(What the exercise asks) The lines below, all of them, should be returned exactly as they appear.

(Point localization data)
□ □ □ □ □

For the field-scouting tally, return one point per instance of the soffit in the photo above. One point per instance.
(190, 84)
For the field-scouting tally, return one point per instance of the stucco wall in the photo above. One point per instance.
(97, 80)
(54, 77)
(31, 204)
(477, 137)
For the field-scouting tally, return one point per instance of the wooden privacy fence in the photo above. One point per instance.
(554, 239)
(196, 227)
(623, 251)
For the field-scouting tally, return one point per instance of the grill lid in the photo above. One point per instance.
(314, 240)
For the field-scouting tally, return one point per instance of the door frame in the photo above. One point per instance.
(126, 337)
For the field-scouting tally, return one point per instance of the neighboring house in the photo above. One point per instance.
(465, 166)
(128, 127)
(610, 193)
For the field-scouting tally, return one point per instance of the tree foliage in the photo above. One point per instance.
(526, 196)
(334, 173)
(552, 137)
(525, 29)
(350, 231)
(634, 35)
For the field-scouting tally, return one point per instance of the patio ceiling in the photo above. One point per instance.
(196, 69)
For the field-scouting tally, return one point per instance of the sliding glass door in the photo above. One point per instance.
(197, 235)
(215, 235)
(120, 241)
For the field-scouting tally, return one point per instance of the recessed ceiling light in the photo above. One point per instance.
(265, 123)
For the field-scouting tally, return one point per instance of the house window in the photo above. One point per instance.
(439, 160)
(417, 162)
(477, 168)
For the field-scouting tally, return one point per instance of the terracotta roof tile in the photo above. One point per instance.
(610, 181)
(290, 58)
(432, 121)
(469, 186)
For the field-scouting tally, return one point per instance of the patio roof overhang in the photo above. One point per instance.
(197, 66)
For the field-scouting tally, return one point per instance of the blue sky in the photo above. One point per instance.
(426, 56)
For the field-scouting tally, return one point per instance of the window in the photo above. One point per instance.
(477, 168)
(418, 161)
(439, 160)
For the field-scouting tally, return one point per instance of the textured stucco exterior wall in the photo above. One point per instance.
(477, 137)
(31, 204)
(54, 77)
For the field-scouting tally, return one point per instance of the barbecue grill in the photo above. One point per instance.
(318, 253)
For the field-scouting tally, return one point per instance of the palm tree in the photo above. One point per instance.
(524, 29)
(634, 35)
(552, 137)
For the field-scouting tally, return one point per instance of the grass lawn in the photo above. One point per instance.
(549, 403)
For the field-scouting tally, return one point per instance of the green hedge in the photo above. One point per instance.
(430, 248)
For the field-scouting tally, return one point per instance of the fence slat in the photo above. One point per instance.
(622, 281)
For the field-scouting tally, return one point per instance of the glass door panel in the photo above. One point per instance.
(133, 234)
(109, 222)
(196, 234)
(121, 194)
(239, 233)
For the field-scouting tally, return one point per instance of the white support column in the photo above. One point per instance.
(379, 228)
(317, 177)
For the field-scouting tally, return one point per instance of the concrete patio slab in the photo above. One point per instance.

□ □ □ □ □

(Solution for this task)
For the field-scouting tally, return one point per instance of the soffit in the photo above. One point per instance.
(190, 84)
For the field-scouting tally, return one point per instance of the stucco wall in the photo above. One point per instance.
(97, 80)
(54, 77)
(31, 204)
(477, 137)
For the field-scouting tally, return one point per instance of the wooden privacy fence in the photo above. One point per instance.
(554, 239)
(196, 227)
(623, 251)
For the field-scouting tally, return one point per instance of the grill lid in the photo above. One point per instance.
(314, 240)
For the field-scouting tally, return one point per instance of the door frame in the photo above. One point per instance.
(126, 337)
For the field-scouting tally, return one point per instance of the neighboring house in the photo above. One point per instance.
(465, 166)
(128, 127)
(610, 193)
For the field-scouting tally, return one point per instance of the tree foliage in the photo above. One point per instance.
(526, 196)
(334, 173)
(552, 137)
(525, 29)
(350, 231)
(634, 35)
For the field-scouting tally, return one point per instance of the patio ceiling in the photo above. One point per instance.
(196, 69)
For the field-scouting tally, return one point per instance of the sliding glass door in the photo above. One point per instance.
(197, 235)
(215, 235)
(120, 241)
For the field-scouting tally, return one point per instance of the recessed ceiling light in the photo above. One point per instance.
(265, 123)
For the field-scouting tally, return one point per instance of the house window in the photo above. One point per instance.
(439, 160)
(417, 162)
(477, 168)
For the field-scouting tally, return one point per instance of the terracotta roof tile in the photo above. One point per instance.
(610, 181)
(290, 58)
(432, 121)
(469, 186)
For the field-scouting tally, return one point per instance of the patio roof overhang in the photo above. One point per instance.
(197, 66)
For the field-scouting tally, return one point per instance of the blue sky in the photo above. One point per instance.
(426, 56)
For the field-scouting tally, return one point per instance of the window in the photo above. One point per instance.
(477, 168)
(418, 161)
(439, 160)
For the field-scouting tally, return one point per instance of the textured stucco exterior wall in the photo above. One point per instance.
(477, 137)
(31, 204)
(54, 77)
For the field-scouting tally, return one point per instance of the barbecue grill in the photo above. One point per instance.
(318, 253)
For the field-scouting tally, return one point per instance of the palm tree in the photo above. One point per instance.
(524, 29)
(634, 35)
(552, 137)
For the field-scouting tally, return one point per instance of the grass lawn in the photo above. One point per instance.
(549, 403)
For the field-scouting tally, return one point per instance of the green hedge in the photo above. One point per instance.
(430, 248)
For the field-scouting tally, return one point per instance of the fence slat in the photo above. One point per instance.
(622, 281)
For the field-scouting tally, return one point per instance of the glass door panel in the photo above. One point per instance.
(133, 234)
(109, 222)
(196, 234)
(121, 194)
(239, 233)
For the field-scouting tally, return one point per instance of the white support column in the photo above. One point per instance.
(379, 228)
(317, 177)
For the field-scouting tally, return one point per instance of the concrete patio slab in the photo above. One point per instance.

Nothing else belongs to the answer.